▸ **Supplied material**:
◆ ◆ ◆ ◆
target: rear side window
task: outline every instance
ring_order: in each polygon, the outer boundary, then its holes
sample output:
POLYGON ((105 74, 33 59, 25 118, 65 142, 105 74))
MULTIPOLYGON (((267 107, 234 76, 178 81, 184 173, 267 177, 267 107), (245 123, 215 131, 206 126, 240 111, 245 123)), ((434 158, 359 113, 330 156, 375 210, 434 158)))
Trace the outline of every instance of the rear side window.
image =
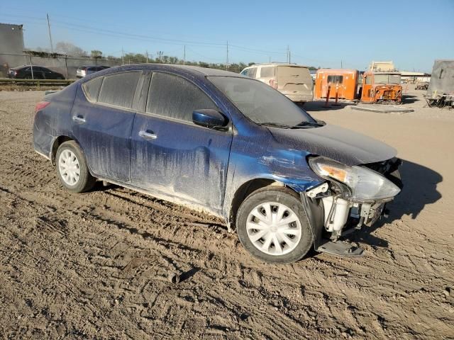
POLYGON ((140 73, 131 72, 106 76, 101 86, 98 102, 131 108, 140 73))
POLYGON ((101 89, 102 79, 103 77, 100 76, 82 84, 82 89, 89 101, 96 102, 98 100, 98 94, 99 93, 99 89, 101 89))
POLYGON ((260 78, 270 78, 271 76, 275 76, 275 67, 273 66, 260 69, 260 78))
POLYGON ((217 110, 214 103, 196 85, 179 76, 153 73, 147 112, 192 122, 192 111, 204 108, 217 110))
◆ ◆ ◆ ◆
▸ **Exercise instructions**: Write out every line of the entries above word for word, but leave out the pictures.

▸ **Response for this exercise**:
target: rear side window
task: outline every instance
ring_order: in each polygon, the outer boundary, then its holes
sample output:
POLYGON ((105 74, 33 59, 25 118, 65 142, 105 74))
MULTIPOLYGON (((267 107, 234 76, 178 81, 184 173, 267 177, 267 107), (245 123, 215 131, 206 126, 240 111, 245 123)), ((434 158, 359 113, 330 156, 375 210, 434 158)))
Trace the outline of every instance of the rear side window.
image =
POLYGON ((140 73, 131 72, 106 76, 101 86, 98 102, 131 108, 140 73))
POLYGON ((101 89, 102 79, 103 77, 100 76, 82 84, 82 89, 89 101, 96 102, 98 100, 98 94, 99 93, 99 89, 101 89))
POLYGON ((260 78, 270 78, 271 76, 275 76, 275 67, 273 66, 260 69, 260 78))
POLYGON ((217 110, 214 103, 196 85, 179 76, 153 73, 147 112, 192 122, 192 111, 204 108, 217 110))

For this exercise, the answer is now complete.